Document text
*** Block opens ***
Fired from first RN job

  1. 0
    Hello all,

    I was recently fired from my first "New Grad" RN job. It was over two medication errors, this specific hospital writes you up automatically, there is no verbal warning. I was there a total of 16 weeks (112 days). I take full responsibility for each error (no pt's were harmed) and have learned a great deal from each.

    My question now is do I put this on my resume? Am I required to list this experience? What about the application process? What do I say in interviews? Has my career ended and I should just give up on nursing?

    I feel like such a failure, and I don't know what to do.
  2. 3 Comments so far...

  3. 0
    Quote from IrishRN123
    Hello all,

    I was recently fired from my first "New Grad" RN job. It was over two medication errors, this specific hospital writes you up automatically, there is no verbal warning. I was there a total of 16 weeks (112 days). I take full responsibility for each error (no pt's were harmed) and have learned a great deal from each.

    My question now is do I put this on my resume? Am I required to list this experience? What about the application process? What do I say in interviews? Has my career ended and I should just give up on nursing?

    I feel like such a failure, and I don't know what to do.
    We have all made medication errors. These mistakes, early on, will only make you more cautious. The term "trial and error" was a derivative of just this type of thing. I'm not trying to make light of your situation but those who fired you should have taken you closer under their wings....after all, you ARE a new grad. Nobody's perfect. You can use this job as a reference or not....the decision is all yours. Just maintain your confidence and explain that your previous position was not as you had hoped it would be in that it didn't work out as planned. Good luck and don't give up!
*** Block closes ***
Problem description
Copy out the entire forum thread about being fired from a first RN job, word for word, keeping its line breaks and numbering.

Entries provided
*** Block opens ***
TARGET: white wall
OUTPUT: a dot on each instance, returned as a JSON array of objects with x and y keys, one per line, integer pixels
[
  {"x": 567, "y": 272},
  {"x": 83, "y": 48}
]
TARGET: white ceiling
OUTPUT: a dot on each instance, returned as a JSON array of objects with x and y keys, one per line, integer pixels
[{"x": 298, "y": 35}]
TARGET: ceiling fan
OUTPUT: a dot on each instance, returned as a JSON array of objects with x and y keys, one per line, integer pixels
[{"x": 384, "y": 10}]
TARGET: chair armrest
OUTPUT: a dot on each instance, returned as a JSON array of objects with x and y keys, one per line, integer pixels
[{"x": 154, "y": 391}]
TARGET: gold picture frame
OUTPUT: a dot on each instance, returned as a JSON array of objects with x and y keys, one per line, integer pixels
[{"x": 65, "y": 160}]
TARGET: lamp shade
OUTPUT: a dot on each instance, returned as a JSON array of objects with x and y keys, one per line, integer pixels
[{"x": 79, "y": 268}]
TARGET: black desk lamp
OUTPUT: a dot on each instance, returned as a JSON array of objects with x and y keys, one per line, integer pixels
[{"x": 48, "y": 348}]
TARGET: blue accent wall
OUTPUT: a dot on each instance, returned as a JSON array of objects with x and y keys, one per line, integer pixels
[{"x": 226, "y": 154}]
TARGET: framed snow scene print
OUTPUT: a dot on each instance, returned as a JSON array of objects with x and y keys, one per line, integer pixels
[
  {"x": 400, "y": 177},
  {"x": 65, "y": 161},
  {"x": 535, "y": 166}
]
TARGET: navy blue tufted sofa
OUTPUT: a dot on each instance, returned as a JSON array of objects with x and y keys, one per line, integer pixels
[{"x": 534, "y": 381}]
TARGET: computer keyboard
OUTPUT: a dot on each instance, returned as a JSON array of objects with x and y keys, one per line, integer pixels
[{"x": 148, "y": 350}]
*** Block closes ***
Result of the exercise
Fired from first RN job

  1. 0
    Hello all,

    I was recently fired from my first "New Grad" RN job. It was over two medication errors, this specific hospital writes you up automatically, there is no verbal warning. I was there a total of 16 weeks (112 days). I take full responsibility for each error (no pt's were harmed) and have learned a great deal from each.

    My question now is do I put this on my resume? Am I required to list this experience? What about the application process? What do I say in interviews? Has my career ended and I should just give up on nursing?

    I feel like such a failure, and I don't know what to do.
  2. 3 Comments so far...

  3. 0
    Quote from IrishRN123
    Hello all,

    I was recently fired from my first "New Grad" RN job. It was over two medication errors, this specific hospital writes you up automatically, there is no verbal warning. I was there a total of 16 weeks (112 days). I take full responsibility for each error (no pt's were harmed) and have learned a great deal from each.

    My question now is do I put this on my resume? Am I required to list this experience? What about the application process? What do I say in interviews? Has my career ended and I should just give up on nursing?

    I feel like such a failure, and I don't know what to do.
    We have all made medication errors. These mistakes, early on, will only make you more cautious. The term "trial and error" was a derivative of just this type of thing. I'm not trying to make light of your situation but those who fired you should have taken you closer under their wings....after all, you ARE a new grad. Nobody's perfect. You can use this job as a reference or not....the decision is all yours. Just maintain your confidence and explain that your previous position was not as you had hoped it would be in that it didn't work out as planned. Good luck and don't give up!